§ Consigne
Recopiez mot pour mot le passage du texte sur le concert de Thiéfaine, de « Pour ceux qui » à « de longue haleine. ».

§ Texte fourni

Le fameux concert du fameux Hubert-Félix Thiéfaine.

Pour ceux qui me suivent depuis l'époque de mon ancien blog, vous n'êtes pas sans savoir que je voue un quasi-culte à Hubert-Félix Thiéfaine et à ses morceaux tantôt agressifs, tantôt mélancoliques, souvent teintés d'humour noir ou déjanté. Cela faisait désormais presque cinq ans que je souhaitais assister à une de ses représentations sur scène, bavant devant les nombreux extraits de concerts que j'avais pu en voir, me faisant la réflexion que ça devait quand même bien déchirer en direct. Et puis, le 26 décembre dernier, j'ai appris un peu par hasard qu'il se produisait à Tours, au Vinci, pour la sortie de son nouvel album Stratégie de l'inespoir. Ni une ni deux, j'ai réservé ma place au sixième rang pour le 11 octobre. C'est donc avec le plus grand enthousiasme qu'hier soir, je m'y suis rendue, toute surexcitée de réaliser enfin ce rêve de longue haleine.


Je disais ailleurs l'autre jour que je m'intéressais clairement à la scène masculine française (enfin, pas n'importe laquelle non plus), et j'admets tout à fait que ce soit mon truc. J'ai découvert Thiéfaine un peu par hasard, sur l'auto-radio d'une gentille dame qui m'avait prise en stop alors que je partais de chez mes parents de manière plus ou moins anarchique ; je m'étais renseignée sur l'artiste dès mon retour chez moi deux jours après. Par la suite, j'avais découvert assez rapidement la totalité de ses albums, que j'ai rapidement pris le pli d'écouter en boucle jusqu'à m'imprégner de la mélodie ou des textes avec précision. Connaître par coeur la moitié du répertoire s'est d'ailleurs avéré bien utile durant ce concert particulièrement animé.


Cette soirée m'a donc confirmé, si besoin en était, que j'aime énormément Thiéfaine. Il est très agréable de voir la scène représentée autrement que par le prix du billet et un déroulement orchestré au millimètre près. Oui, ceci est une remarque parfaitement généraliste, mais citez-moi plus de cinq artistes qui n'hésitent pas à être parfois dans l'improvisation totale et qui proposent autant de chansons supplémentaires que le public le demande. Vraiment ça fait du bien, vous n'avez pas idée. A ce propos, mention spéciale au manque d'amabilité du personnel du Vinci, m'ayant contrainte de céder mon appareil photo à la consigne sans même un "bonsoir", "s'il vous plaît" ou "bonne soirée" (eh oui, il faut croire que le palais des congrès ne leur refait pas leur éducation) ; sans oublier les vigiles qui rabrouaient systématiquement les spectateurs qui s'agitaient un peu trop sur leur siège au début du spectacle. Tout ceci m'avait passablement enragée et menaçait même de me gâcher un peu le plaisir, mais c'était sans compter sur Thiéfaine lui-même qui, au bout d'un quart d'heure, a demandé à toute la salle de se lever et de chauffer davantage l'ambiance. Et c'est ainsi que j'ai passé la totalité du concert accoudée sur le devant de la scène, juste à côté des enceintes. Autant dire que c'était une vraie tuerie, y compris pour mes oreilles et mes cordes vocales, qui ont été un peu mal en point ce lundi.

§ Matériel fourni
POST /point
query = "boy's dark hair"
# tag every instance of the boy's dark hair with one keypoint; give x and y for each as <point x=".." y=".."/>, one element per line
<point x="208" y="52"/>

§ Bonne réponse
Pour ceux qui me suivent depuis l'époque de mon ancien blog, vous n'êtes pas sans savoir que je voue un quasi-culte à Hubert-Félix Thiéfaine et à ses morceaux tantôt agressifs, tantôt mélancoliques, souvent teintés d'humour noir ou déjanté. Cela faisait désormais presque cinq ans que je souhaitais assister à une de ses représentations sur scène, bavant devant les nombreux extraits de concerts que j'avais pu en voir, me faisant la réflexion que ça devait quand même bien déchirer en direct. Et puis, le 26 décembre dernier, j'ai appris un peu par hasard qu'il se produisait à Tours, au Vinci, pour la sortie de son nouvel album Stratégie de l'inespoir. Ni une ni deux, j'ai réservé ma place au sixième rang pour le 11 octobre. C'est donc avec le plus grand enthousiasme qu'hier soir, je m'y suis rendue, toute surexcitée de réaliser enfin ce rêve de longue haleine.